> **WRITTEN REQUEST**: Copy out the lines of the records below verbatim, from the line containing "target: knife blade" up to and including the line containing "157 L 6 156", and nothing else.

---

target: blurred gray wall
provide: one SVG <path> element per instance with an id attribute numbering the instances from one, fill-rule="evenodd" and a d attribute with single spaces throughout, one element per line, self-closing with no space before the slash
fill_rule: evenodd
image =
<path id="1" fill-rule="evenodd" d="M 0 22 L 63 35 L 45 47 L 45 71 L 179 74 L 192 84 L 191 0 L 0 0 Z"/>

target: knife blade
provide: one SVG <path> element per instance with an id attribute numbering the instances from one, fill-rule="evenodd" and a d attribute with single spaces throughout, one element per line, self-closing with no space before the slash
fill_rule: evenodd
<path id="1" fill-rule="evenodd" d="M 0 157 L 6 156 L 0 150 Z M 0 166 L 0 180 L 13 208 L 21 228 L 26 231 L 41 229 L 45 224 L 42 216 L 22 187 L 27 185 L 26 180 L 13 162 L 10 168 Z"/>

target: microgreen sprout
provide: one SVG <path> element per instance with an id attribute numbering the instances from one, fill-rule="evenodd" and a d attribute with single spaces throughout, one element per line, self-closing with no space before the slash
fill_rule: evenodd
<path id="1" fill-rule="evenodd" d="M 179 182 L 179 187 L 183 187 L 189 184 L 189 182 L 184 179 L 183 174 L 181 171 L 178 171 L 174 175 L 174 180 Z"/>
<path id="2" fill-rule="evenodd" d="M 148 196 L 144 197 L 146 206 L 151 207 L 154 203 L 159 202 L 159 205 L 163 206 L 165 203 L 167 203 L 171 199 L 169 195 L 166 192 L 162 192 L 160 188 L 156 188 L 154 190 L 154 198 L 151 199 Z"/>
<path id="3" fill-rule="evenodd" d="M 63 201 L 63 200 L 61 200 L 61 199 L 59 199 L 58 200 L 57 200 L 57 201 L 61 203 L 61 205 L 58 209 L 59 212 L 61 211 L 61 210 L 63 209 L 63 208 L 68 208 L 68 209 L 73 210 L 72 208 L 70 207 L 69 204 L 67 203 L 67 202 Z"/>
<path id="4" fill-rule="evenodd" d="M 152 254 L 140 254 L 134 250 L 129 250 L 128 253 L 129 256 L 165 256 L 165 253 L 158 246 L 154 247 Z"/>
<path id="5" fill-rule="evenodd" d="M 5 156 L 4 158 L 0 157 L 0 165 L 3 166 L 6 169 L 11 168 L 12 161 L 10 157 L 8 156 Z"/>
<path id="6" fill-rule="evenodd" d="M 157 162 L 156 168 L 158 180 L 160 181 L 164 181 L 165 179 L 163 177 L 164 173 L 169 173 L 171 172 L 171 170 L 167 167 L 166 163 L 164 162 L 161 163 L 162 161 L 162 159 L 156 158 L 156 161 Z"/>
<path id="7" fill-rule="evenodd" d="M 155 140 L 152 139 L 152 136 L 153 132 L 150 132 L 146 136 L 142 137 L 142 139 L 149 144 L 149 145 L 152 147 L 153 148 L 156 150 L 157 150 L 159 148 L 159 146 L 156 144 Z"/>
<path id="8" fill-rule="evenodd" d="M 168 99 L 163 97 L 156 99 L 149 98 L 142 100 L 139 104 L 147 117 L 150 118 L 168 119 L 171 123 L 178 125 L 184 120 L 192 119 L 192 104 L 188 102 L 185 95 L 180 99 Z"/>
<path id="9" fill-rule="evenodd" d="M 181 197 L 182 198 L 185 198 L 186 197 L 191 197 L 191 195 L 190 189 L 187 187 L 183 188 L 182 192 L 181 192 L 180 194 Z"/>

---

> **FINAL RESULT**:
target: knife blade
provide: one SVG <path> element per instance with an id attribute numbering the instances from one, fill-rule="evenodd" and a d attribute with single spaces throughout, one element per line, self-closing with no space before the slash
fill_rule: evenodd
<path id="1" fill-rule="evenodd" d="M 0 157 L 6 156 L 0 150 Z M 0 166 L 0 180 L 13 208 L 21 228 L 26 231 L 41 229 L 45 224 L 42 216 L 22 187 L 27 185 L 26 180 L 13 162 L 10 168 Z"/>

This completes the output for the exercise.